- WHAT NEEDS TO BE DONE -
Repeat the entries exactly as they are written.

***** MATERIAL FOR THE TASK *****

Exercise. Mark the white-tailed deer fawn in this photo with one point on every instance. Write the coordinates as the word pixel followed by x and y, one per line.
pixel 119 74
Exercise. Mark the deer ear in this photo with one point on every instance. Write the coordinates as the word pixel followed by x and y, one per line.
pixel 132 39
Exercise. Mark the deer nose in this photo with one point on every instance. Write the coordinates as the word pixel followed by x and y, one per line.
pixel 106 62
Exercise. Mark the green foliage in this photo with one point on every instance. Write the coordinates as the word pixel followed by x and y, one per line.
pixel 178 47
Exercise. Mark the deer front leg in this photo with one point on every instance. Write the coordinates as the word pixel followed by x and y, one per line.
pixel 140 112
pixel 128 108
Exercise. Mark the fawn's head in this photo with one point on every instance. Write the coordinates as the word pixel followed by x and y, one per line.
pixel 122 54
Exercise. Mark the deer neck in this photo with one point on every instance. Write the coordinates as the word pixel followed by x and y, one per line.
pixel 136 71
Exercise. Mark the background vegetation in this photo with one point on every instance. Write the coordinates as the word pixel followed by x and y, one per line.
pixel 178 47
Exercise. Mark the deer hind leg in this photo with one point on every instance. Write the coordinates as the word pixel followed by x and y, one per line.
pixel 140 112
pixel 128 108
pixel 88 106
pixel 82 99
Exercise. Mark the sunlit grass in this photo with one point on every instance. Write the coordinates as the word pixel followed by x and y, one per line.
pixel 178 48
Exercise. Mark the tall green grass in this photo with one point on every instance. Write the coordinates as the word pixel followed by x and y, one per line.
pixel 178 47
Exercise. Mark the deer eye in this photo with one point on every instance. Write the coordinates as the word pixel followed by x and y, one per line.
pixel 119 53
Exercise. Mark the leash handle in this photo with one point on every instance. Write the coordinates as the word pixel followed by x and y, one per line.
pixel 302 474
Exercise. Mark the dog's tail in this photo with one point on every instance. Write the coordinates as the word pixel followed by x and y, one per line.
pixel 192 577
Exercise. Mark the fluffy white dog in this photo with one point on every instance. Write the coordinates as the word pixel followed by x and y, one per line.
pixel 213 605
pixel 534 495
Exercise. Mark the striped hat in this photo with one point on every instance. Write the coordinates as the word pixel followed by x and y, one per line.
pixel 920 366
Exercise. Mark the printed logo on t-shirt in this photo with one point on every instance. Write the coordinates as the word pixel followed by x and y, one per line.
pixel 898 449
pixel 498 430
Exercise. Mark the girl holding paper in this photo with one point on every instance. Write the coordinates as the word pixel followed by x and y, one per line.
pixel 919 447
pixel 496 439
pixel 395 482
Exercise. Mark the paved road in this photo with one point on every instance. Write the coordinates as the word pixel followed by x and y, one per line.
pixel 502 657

*****

- TASK RESULT -
Exercise. Mark the white-tailed deer fawn in this photo with one point on every instance. Write the coordinates as the word pixel followed by x and y, one per line.
pixel 119 74
Exercise. Mark the deer ear in this photo with one point on every instance. Write the coordinates as the word pixel followed by x and y, one per line.
pixel 132 39
Exercise. Mark the deer nose in this photo with one point on every instance. Write the coordinates as the word pixel followed by x and y, one per line.
pixel 106 62
Exercise. Mark the green foliage in this photo with one point on every instance. Write the coordinates as the word pixel followed by x and y, one per line.
pixel 178 47
Exercise. Mark the deer front leg in this photo with one point on every instance. Write the coordinates as the word pixel followed by x and y, one per line.
pixel 140 112
pixel 128 108
Exercise. Mark the fawn's head in this photo with one point on every instance. Write the coordinates as the word pixel followed by x and y, one per line.
pixel 122 54
Exercise. Mark the deer neck in this photo with one point on every instance. Write the coordinates as the word pixel followed by x and y, one per line.
pixel 136 71
Exercise. Mark the background vegetation in this photo with one point on every instance. Write the coordinates as the word pixel followed by x and y, one per line.
pixel 178 47
Exercise. Mark the deer hind leg in this photo with one point on every instance. Write the coordinates as the word pixel followed by x and y, one per line.
pixel 140 112
pixel 128 108
pixel 88 106
pixel 82 99
Exercise. Mark the sunlit grass in this photo with one point on every instance. Write the coordinates as the word pixel followed by x and y, one per line.
pixel 178 48
Exercise. Mark the tall green grass in this photo with one point on every instance. Write the coordinates as the word pixel followed by x and y, one per line.
pixel 178 47
Exercise. Mark the deer eye in this photo with one point on every instance. Write the coordinates as the word pixel followed by x and y, one per line.
pixel 119 53
Exercise. Mark the leash handle in this photo with one point on every instance. Write the coordinates as the word pixel followed by x and y, one per line.
pixel 302 474
Exercise. Mark the dog's tail in this photo with one point on every instance. Write the coordinates as the word pixel followed by x and y, one per line.
pixel 192 577
Exercise. Mark the fluffy white dog in this photo with one point on every instance. Write the coordinates as the word pixel followed by x and y, one per line.
pixel 213 605
pixel 534 495
Exercise. Mark the striped hat in this photo with one point on every instance. Write the coordinates as the word pixel followed by x and y, one per line.
pixel 920 366
Exercise. Mark the printed logo on t-shirt in this photo with one point on every instance. Write the coordinates as the word pixel followed by x and y, one per line.
pixel 898 449
pixel 498 430
Exercise. Mark the girl holding paper in this photo with one point on every instance. Write the coordinates as the word pixel followed by x and y, one per line.
pixel 919 447
pixel 496 439
pixel 395 482
Exercise. Mark the paved road in this photo with one point on every instance. Write the coordinates as the word pixel followed by x and y, one per line.
pixel 502 657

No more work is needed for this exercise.